### Problem to work on:
Every line of the material that includes the word "short" is to be shown.

### The data:
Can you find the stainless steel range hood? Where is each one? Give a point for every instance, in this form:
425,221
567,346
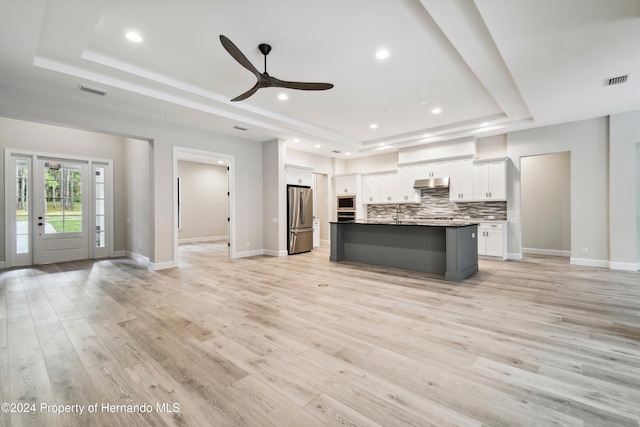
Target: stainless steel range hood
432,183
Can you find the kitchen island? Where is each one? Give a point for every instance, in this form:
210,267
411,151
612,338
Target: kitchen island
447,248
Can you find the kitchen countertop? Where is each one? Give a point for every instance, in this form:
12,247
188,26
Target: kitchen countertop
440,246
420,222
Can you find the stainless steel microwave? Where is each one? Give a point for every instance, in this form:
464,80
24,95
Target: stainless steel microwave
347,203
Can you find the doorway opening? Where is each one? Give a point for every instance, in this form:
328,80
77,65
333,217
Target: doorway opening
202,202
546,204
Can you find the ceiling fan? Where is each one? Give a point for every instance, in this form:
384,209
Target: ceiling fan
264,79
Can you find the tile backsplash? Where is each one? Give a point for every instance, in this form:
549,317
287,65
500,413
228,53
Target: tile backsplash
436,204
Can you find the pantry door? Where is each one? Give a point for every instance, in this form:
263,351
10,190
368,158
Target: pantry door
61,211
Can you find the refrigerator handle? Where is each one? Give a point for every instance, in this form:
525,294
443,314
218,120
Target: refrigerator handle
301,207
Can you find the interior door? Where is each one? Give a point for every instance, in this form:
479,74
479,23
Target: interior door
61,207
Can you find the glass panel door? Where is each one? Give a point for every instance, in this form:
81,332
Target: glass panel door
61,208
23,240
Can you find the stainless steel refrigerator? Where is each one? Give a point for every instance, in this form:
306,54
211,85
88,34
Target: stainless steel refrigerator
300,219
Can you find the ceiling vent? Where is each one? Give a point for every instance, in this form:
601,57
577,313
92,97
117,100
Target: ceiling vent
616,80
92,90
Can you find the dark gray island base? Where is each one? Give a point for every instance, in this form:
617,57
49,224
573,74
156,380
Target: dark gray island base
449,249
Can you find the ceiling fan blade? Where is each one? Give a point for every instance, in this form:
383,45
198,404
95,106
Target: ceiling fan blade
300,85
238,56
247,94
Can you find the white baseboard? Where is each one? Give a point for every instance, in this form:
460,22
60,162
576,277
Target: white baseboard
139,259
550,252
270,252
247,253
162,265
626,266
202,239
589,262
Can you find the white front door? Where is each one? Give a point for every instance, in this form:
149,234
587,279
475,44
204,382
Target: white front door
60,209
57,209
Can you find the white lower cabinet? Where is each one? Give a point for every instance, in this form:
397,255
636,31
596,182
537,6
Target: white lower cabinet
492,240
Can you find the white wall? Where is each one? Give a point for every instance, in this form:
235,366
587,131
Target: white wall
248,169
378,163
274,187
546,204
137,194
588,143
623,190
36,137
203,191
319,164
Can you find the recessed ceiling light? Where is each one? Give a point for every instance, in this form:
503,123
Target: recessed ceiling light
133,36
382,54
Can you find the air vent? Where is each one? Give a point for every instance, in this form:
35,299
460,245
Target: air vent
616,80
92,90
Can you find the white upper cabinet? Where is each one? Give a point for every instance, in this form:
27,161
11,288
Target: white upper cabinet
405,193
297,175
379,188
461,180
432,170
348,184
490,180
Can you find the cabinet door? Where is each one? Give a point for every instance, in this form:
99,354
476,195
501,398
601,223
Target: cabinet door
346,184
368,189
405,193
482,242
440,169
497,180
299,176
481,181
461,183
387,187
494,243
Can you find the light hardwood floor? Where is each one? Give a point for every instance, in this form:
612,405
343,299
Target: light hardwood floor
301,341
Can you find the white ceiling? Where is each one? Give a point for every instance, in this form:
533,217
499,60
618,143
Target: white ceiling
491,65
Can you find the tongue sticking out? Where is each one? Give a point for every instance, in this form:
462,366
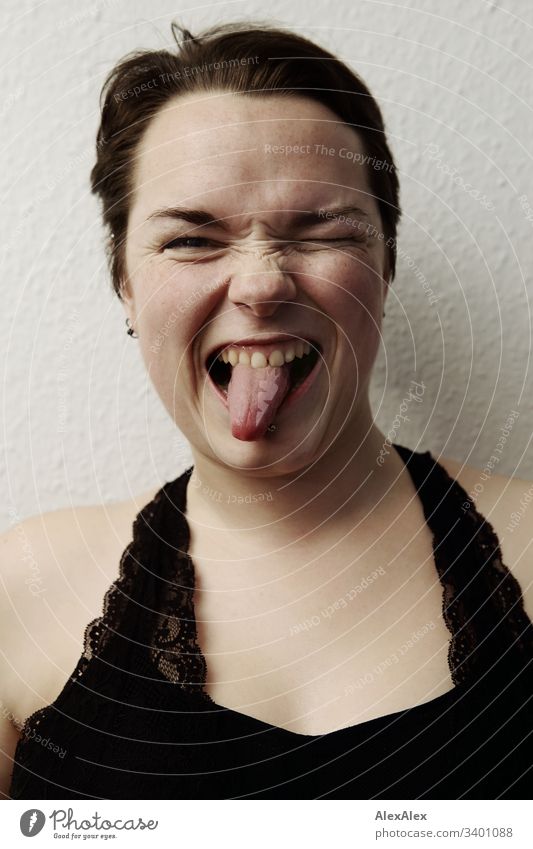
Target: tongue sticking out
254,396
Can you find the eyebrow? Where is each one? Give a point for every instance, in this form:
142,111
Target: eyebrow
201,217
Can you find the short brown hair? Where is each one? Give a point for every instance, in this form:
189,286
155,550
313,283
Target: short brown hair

### Exercise result:
Can you find the short brown hair? Where is each one? Give a point for every instance, in this form:
Target: short brown hair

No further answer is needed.